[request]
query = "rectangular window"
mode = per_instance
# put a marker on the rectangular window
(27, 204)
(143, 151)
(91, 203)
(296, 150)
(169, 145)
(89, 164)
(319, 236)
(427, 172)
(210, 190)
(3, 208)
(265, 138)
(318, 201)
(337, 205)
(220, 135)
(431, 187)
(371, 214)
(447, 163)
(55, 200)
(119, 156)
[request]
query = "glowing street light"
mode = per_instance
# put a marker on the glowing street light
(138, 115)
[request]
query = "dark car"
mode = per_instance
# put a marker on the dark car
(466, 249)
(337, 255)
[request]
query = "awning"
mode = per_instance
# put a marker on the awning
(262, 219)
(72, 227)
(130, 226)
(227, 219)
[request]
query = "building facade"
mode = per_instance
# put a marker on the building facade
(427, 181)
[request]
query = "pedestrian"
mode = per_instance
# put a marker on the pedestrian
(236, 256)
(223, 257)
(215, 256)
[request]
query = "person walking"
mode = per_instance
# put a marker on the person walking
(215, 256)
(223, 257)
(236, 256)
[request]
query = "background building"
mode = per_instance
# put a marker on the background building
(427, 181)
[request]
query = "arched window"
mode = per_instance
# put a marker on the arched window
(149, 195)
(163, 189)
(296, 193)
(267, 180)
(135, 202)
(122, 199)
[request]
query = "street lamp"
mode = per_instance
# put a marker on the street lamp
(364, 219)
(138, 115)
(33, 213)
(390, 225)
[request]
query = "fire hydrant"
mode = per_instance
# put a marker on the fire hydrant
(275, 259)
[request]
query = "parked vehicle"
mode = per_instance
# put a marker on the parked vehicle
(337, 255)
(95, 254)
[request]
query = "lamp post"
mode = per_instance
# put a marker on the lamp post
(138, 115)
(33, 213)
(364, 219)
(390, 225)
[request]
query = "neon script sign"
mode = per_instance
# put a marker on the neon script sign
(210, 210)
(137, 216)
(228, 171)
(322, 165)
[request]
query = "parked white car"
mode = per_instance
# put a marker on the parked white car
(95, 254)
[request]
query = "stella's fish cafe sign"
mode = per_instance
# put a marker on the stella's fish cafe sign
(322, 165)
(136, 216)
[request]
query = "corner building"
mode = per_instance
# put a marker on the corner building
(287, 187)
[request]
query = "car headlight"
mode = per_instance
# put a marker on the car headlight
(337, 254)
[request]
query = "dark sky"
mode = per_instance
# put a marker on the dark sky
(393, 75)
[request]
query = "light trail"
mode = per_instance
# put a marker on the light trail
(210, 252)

....

All of the entries above need to be reproduced exactly.

- [TASK ANSWER]:
[request]
query = "rectangular window"
mode = per_instance
# put a marker on the rectangular window
(27, 204)
(143, 151)
(91, 203)
(296, 150)
(169, 145)
(89, 164)
(319, 236)
(427, 172)
(210, 190)
(3, 208)
(265, 138)
(318, 201)
(337, 205)
(220, 135)
(431, 187)
(371, 214)
(447, 163)
(55, 200)
(119, 156)
[request]
query = "glowing street light"
mode = per_instance
# put a marker on the glowing street light
(138, 115)
[request]
query = "dark car"
mode = per_instance
# put a marker on the dark car
(466, 249)
(337, 255)
[request]
query = "awning"
mode = per_instance
# put a marker on the awning
(262, 219)
(72, 227)
(130, 226)
(227, 219)
[request]
query = "building facade"
mode = per_instance
# put a marker on the building facade
(427, 181)
[request]
query = "pedestrian"
mode = per_instance
# put a marker on the pedestrian
(236, 256)
(223, 257)
(215, 256)
[request]
query = "person walking"
mode = per_instance
# put a marker on the person walking
(215, 256)
(223, 257)
(236, 256)
[request]
query = "background building"
mode = per_instance
# put a marker on the background building
(427, 181)
[request]
query = "arched window"
mode = per_instance
# put a marker on the arched window
(149, 195)
(163, 189)
(296, 193)
(267, 180)
(135, 202)
(122, 199)
[request]
query = "street lamp"
mode = per_instance
# put a marker on the street lamp
(364, 219)
(138, 115)
(33, 213)
(390, 225)
[request]
query = "fire hydrant"
mode = per_instance
# put a marker on the fire hydrant
(275, 259)
[request]
query = "parked vehicle"
mode = per_instance
# put a marker on the parked vehicle
(337, 255)
(95, 254)
[request]
query = "lamp post"
mode = per_instance
# put a marker on the lamp post
(138, 115)
(33, 213)
(364, 219)
(390, 225)
[request]
query = "neon script sign"
mode = per_instance
# put a marker on the neon script sign
(210, 210)
(137, 216)
(228, 171)
(322, 165)
[request]
query = "parked white car"
mode = per_instance
# put a marker on the parked white car
(95, 254)
[request]
query = "stella's fish cafe sign"
mode = per_instance
# put a marker on the stella's fish cafe sign
(322, 165)
(136, 216)
[request]
query = "corner building"
mode = per_instance
# put a marker on the corner building
(287, 187)
[request]
query = "car headlight"
mode = per_instance
# put a marker on the car headlight
(337, 254)
[request]
query = "dark sky"
mode = per_instance
# put a marker on the dark sky
(393, 75)
[request]
query = "light trail"
mode = per_instance
# put a marker on the light trail
(210, 252)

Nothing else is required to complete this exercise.